• _INPUT MATERIAL_
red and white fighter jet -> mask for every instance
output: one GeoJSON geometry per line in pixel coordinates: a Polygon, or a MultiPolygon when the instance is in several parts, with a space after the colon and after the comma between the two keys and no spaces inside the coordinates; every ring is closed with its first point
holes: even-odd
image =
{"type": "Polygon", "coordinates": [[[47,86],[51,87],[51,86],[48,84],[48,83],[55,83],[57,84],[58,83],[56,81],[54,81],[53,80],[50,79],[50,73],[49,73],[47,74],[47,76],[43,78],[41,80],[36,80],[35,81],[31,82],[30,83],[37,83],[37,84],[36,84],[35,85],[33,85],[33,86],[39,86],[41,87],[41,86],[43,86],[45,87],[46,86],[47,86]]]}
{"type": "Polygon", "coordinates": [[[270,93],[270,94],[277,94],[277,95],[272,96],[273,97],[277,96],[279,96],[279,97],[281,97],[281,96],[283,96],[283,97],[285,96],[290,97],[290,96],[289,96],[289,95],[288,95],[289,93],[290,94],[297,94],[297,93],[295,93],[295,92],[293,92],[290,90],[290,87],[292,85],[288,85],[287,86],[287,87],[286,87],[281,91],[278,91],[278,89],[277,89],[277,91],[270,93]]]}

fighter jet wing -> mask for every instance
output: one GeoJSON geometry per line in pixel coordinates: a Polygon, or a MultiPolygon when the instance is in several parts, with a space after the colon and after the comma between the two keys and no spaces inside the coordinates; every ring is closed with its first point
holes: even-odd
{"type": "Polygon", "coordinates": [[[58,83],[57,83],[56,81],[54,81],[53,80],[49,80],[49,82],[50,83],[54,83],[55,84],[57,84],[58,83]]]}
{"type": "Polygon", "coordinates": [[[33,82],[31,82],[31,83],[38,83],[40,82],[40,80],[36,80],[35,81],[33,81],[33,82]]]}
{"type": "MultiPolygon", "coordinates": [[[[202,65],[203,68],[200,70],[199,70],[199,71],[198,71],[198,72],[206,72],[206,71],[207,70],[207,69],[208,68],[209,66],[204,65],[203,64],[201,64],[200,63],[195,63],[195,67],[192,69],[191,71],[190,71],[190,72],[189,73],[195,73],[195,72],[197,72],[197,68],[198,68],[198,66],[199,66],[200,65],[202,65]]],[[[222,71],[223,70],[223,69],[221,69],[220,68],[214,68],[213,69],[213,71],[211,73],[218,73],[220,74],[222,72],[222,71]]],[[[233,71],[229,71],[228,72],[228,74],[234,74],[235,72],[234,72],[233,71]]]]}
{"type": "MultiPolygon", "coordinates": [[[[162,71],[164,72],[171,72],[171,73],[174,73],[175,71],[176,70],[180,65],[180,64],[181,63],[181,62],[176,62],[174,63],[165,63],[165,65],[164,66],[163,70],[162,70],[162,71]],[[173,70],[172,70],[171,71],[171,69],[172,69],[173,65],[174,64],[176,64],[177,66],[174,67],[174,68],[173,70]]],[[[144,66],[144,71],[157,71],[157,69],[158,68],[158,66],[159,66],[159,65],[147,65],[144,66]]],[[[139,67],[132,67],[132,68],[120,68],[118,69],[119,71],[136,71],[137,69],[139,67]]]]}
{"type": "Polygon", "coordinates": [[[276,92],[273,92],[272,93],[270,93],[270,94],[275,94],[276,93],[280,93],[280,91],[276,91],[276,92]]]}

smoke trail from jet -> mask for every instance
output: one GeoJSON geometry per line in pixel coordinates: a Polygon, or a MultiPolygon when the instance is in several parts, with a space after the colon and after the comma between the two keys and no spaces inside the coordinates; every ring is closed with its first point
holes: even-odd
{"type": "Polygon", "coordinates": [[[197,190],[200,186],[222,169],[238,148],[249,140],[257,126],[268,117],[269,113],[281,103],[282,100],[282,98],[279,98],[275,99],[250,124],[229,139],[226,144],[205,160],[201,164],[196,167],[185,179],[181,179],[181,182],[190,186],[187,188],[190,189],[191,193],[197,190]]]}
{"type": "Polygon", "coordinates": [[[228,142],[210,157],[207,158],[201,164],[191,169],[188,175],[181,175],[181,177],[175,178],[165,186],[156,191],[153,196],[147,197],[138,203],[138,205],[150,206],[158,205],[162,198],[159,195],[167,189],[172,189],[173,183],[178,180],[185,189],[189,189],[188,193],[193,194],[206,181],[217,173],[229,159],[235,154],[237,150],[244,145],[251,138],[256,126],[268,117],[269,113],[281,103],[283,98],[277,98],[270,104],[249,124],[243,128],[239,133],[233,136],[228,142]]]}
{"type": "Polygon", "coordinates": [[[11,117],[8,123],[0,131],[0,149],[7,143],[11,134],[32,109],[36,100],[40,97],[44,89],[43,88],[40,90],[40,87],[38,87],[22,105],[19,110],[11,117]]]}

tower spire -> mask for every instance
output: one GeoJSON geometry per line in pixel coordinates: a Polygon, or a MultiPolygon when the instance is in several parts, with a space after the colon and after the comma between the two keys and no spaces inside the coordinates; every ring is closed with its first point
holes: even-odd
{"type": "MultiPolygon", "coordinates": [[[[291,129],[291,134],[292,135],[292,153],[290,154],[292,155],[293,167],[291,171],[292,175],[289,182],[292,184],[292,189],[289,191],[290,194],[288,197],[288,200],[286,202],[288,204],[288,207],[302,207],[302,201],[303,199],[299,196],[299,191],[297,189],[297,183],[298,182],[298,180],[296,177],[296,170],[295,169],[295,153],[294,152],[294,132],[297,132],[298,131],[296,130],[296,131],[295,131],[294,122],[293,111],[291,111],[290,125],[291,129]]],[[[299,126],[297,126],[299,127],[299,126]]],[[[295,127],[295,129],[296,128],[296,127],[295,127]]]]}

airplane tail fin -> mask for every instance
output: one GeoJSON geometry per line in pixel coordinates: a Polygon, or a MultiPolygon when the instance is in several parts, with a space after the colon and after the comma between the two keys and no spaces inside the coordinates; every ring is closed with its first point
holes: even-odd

• _DIRECTIONS FOR THIS TASK_
Could you output, unchanged, the lines above that begin at the one containing "airplane tail fin -> mask for every instance" and stop after the final line?

• _COMPLETED TASK_
airplane tail fin -> mask for every instance
output: one GeoJSON geometry per line in pixel coordinates: a Polygon, or a MultiPolygon when the instance is in several parts, with a space after the colon and after the comma between the two keys and no spaces inside the coordinates; every ring is closed with its first point
holes: even-odd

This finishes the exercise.